The provisions affecting partnership accounts are as follow:
(a) Capital Contribution
The agreement states whether each partner should contribute a fixed or a flexible amount.
   
(b) Division of Profits and Losses
The basis as to how profits and losses shall be shared among the partners.

(c) Fixed or Flexible Capital
Whether the Capital Accounts are to be Fixed Account, or if drawings and profits are to be adjusted in the current accounts, or in the capital accounts.
 
(d) Interest on Capital and/or Drawings
Whether interest on any of the two or both, is to be allowed or charged before arriving at the profits divisible in the agreed proportions, and if so, at what rate.
(e) Current Accounts
Whether current accounts (if any) are to bear interest, and if so, at what rate.

(f) Partners‟ Drawings
Whether partners‟ drawings are to be limited in amount in order to prevent a negative balance against the capital account, and/or whether interests are to be charged on drawings and at what rate.
   
(g) Partners‟ Remuneration
Whether partners are to be allowed remuneration for their services before arriving at divisible profits, and if so, the amount of the remuneration.
 
(h) Accounting Records
Proper accounts shall be prepared at least once a year and that these shall be audited by a professional accountant and signed by all the partners.

(i) Signed Accounts
The accounts, when prepared and duly signed, shall be binding on the partners, but shall be capable of being reopened within a specified period on an error being discovered.

(j) Valuation of Goodwill
The method by which the value of Goodwill shall be determined in the event of admission, retirement or death of any of the partners.

(k) Compensation to the Estate of Deceased Partner
The method of determining the amount due to the estate of a deceased partner and the manner in which the liability to his payment within a specified period, by instalments of certain proportions and the rate of interest to be allowed on outstanding balances.
   
(l) Insurance Premiums
In the event of any partnership insurance policies, the method of treating the premiums thereon and the division of the policy must be stated.
 
       2.1.2.2  The main advantages of partnership over sole-proprietorship are:

(a) More finance is available
(b) Higher performance may be achieved since two heads are better than one.
(c) Decision-making is also swift since partners are friends and they are not many.

The disadvantages are:
(a) The major disadvantage is that the liability of members of the partnership is unlimited.

(b) The amount of capital the partners can raise is still too small to enable them carry out large investments.

(c) The death and bankruptcy of a partner may lead to the dissolution of the firm.

(d) Disagreement may occur between the partners.  They may find out that they are not compatible which may lead to the dissolution of the partnership.

2.1.3  Limited Liability Company

  Nature, Formation and Statutory Books Of Limited Liability Companies

 A limited liability company is a form of business organization that has a personality distinct from those of its owners.  The attraction of this form of business enterprise is its access to capital larger than what its promoters can provide.  Because of its distinct legal personality, it can sue and be sued in its name and enter into contracts for which it is solely liable.

 The following are different types of companies:
(a) Private Limited Liability Company;
(b) Public Limited Liability Company;
(c) Company Limited by Guarantee and
(d) Unlimited Liability Company.

Companies derive their existence under the provisions of the Companies and Allied Matters Act, Cap. C 20 LFN 2004.  The rules and procedures guiding the incorporation or formation of limited liability or unlimited liability companies are contained in Sections 18 – 49 of the Companies and Allied Matters Act, Cap. C 20 LFN 2004.

# Pointing and labeling data:
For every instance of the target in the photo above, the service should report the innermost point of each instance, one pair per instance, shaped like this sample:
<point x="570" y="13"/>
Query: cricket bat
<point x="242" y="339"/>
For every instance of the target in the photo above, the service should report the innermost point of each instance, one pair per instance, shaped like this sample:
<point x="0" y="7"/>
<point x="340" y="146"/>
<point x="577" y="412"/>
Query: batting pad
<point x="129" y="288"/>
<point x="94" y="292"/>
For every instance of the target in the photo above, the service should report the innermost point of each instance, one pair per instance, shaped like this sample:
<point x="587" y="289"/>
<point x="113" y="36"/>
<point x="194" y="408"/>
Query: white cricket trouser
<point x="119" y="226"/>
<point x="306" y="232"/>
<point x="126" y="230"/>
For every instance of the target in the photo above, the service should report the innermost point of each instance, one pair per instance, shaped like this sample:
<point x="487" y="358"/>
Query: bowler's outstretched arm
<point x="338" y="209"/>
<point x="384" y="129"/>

# WRITTEN REQUEST 1:
Return the passage from the accounting extract that starts at "(k) Compensation to" and ends at "partnership is unlimited.".
# WRITTEN REQUEST 2:
According to the accounting extract, what is the major disadvantage of a partnership?
# WRITTEN REQUEST 3:
Write what comes next in the accounting extract, picking up after its final sentence.
This data isn't needed for any of the work here.

# WRITTEN ANSWER 1:
(k) Compensation to the Estate of Deceased Partner
The method of determining the amount due to the estate of a deceased partner and the manner in which the liability to his payment within a specified period, by instalments of certain proportions and the rate of interest to be allowed on outstanding balances.
   
(l) Insurance Premiums
In the event of any partnership insurance policies, the method of treating the premiums thereon and the division of the policy must be stated.
 
       2.1.2.2  The main advantages of partnership over sole-proprietorship are:

(a) More finance is available
(b) Higher performance may be achieved since two heads are better than one.
(c) Decision-making is also swift since partners are friends and they are not many.

The disadvantages are:
(a) The major disadvantage is that the liability of members of the partnership is unlimited.

# WRITTEN ANSWER 2:
The liability of members of the partnership is unlimited.

# WRITTEN ANSWER 3:
      2.1.3.1  Formation Procedure

(a) The name proposed by the promoter of the Company has to be searched for and approved by the Corporate Affairs Commission, which must be utilized within 60 days, otherwise the name has to be revalidated.
(b) A limited liability company, private or public, may be brought into existence when the documents enumerated below and appropriate fees are paid to the Registrar, Corporate Affairs Commission:

(i) A Memorandum of Association signed by at least two subscribers, dated and witnessed by Chartered Accountant, Chartered Secretary and a Lawyer facilitating the registration of the Company. Each subscriber must agree to subscribe for at least one share.

(ii) A minimum of 25% of the authorized share capital must be taken up at incorporation.

(iii) Articles of Association will be similarly signed, dated and witnessed by the Professionals involved in the registration of the Company as mentioned above.

(iv) A statement of nominal capital (unless the company is to have no share capital) must be stated.  Stamp duty varying with the amount of authorized share capital is payable. Rate is at present N3 for every N200 worth of shares.

(v) There is no upper limit to the amount of the authorized share capital, although the minimum is currently N10,000 for a private company while that of a public limited liability company is N500,000 (except in cases of special companies such as, banks and insurance companies).

(vi) A statutory declaration by a solicitor engaged in the formation of the company or by one of the persons named as a director or secretary that the requirements of the Companies and Allied Matters Act 2004 in respect of registration have been complied with.

(vii) A statement (in the prescribed form) of the particulars of the first directors and secretary and the first address of the company’s registered office. The persons named as directors and secretary must sign the form to record their consent to act in the relevant capacity and when the company is incorporated; these persons are automatically appointed.

(c) When the Registrar General, Corporate Affairs Commission is satisfied that all the documents are in order and that the objects specified in the memorandum are lawful he issues a certificate of incorporation.
(d) The purpose of the memorandum and articles of association is to define the constitution of the company.  The memorandum sets out basic elements of the constitution while the articles are mainly internal rules, but of interest to outsiders since they define the powers of the directors to enter into contracts on behalf of the company.  The memorandum prevails if there is any inconsistency between it and the articles.

(e) A private company may do business and exercise its borrowing powers from the date of its incorporation but a public company (incorporated as such) may not do business or borrow until it has obtained a trading certificate (not a statutory expression) from the Registrar General.

(f) The memorandum of every company limited by shares must include:
(i) The company’s name, which if the company is “limited” by shares or by guarantee, should end with the word limited.  A limited company may in some circumstances omit the word “limited” from its name.  An unlimited company does not end its name with the word “Limited”.
(ii) The country (not the address) in which the company’s registered office is to be situated.  This determines the nationality and the place of domicile of the company which cannot be changed.

(iii) The objects of the company contained in an “objects clause” which, because of the developments of company law over time, specifying both alternative business activities and express powers to engage in every kind of business which the company might wish to undertake.
The objects stated in the opening paragraphs are treated as „main objects‟ while the others are ancillary to them, unless the contrary is stated.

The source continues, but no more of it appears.